# Raw data
++++++

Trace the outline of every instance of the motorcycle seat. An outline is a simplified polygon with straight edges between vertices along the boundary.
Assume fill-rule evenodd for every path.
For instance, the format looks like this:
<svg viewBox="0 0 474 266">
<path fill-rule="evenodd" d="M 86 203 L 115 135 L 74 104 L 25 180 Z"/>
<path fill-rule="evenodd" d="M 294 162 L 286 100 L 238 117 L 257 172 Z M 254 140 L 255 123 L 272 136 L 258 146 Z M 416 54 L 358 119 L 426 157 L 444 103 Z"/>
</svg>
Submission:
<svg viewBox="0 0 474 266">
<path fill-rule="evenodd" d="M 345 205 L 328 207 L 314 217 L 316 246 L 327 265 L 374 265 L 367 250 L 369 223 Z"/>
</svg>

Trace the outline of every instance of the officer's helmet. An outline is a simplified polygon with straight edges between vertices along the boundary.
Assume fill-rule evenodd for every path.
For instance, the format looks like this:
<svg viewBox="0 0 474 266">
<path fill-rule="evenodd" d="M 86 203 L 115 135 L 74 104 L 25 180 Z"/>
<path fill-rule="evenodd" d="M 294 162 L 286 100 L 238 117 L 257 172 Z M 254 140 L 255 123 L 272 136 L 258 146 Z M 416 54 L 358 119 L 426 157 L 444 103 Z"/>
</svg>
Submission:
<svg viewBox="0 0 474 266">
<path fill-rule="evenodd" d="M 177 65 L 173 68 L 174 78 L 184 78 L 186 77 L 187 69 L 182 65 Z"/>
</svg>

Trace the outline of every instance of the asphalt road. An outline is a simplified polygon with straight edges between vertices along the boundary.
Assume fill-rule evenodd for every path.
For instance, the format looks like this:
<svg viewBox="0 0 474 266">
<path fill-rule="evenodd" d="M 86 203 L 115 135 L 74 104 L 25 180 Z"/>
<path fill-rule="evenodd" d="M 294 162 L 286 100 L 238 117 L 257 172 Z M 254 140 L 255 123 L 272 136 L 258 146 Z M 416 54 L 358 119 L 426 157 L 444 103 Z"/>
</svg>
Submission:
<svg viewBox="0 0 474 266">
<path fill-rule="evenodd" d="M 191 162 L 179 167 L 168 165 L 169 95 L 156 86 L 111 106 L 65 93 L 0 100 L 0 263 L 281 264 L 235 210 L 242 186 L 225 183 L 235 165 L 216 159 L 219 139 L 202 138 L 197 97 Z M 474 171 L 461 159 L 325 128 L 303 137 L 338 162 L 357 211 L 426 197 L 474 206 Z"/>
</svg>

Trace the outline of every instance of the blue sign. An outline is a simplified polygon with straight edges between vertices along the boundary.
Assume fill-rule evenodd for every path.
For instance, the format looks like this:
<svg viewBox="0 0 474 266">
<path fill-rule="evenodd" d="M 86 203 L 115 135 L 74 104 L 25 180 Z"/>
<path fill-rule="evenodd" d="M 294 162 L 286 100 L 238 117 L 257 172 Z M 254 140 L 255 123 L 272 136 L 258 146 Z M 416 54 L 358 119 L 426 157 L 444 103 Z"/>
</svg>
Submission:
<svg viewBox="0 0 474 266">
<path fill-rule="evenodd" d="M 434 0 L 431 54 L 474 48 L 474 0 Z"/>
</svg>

++++++

# What to produce
Where does the string "along" appear in the records above? Show every line that holds it.

# Finished exercise
Trace the outline of every instance of the motorcycle seat. An outline is a simplified polygon with straight edges between vertices along the boundary.
Trace the outline of every instance of the officer's helmet. An outline is a simplified polygon with straight edges between vertices along the boundary.
Trace the outline of every instance of the asphalt road. An outline is a simplified polygon with straight edges between vertices along the boundary.
Trace the outline of every instance of the blue sign. An outline is a simplified polygon with straight edges between vertices along the boundary.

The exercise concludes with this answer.